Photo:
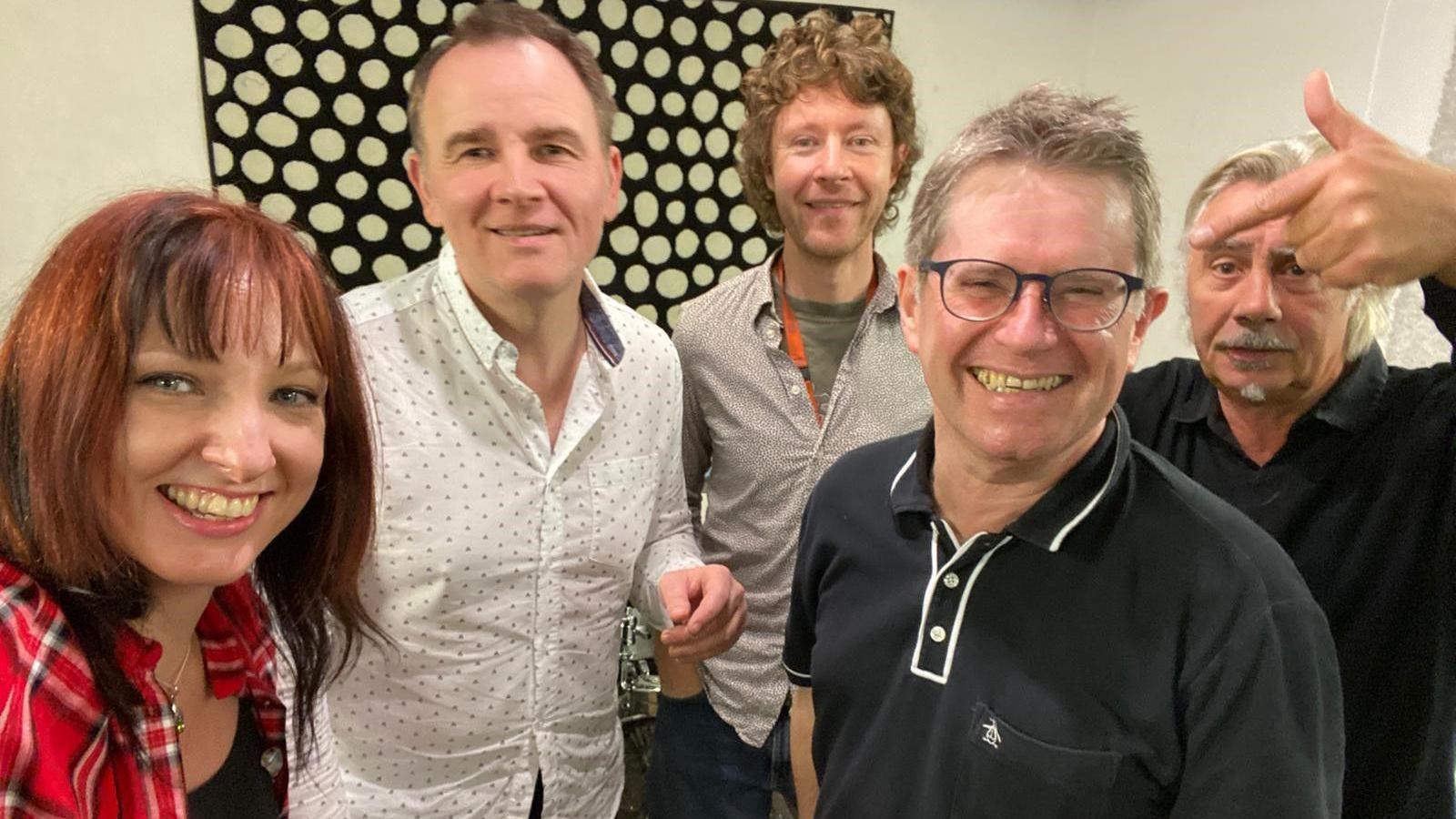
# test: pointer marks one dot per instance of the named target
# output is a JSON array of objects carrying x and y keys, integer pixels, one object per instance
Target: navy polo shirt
[
  {"x": 1128, "y": 647},
  {"x": 1363, "y": 499}
]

----

ABOUT THIS TASK: Pull each line holding "instance" out of the listing.

TASK OUTPUT:
# test: pointer marks one dot per instance of the named target
# output is a JSON array of objects carrying x and y keys, integer pixels, one object per instance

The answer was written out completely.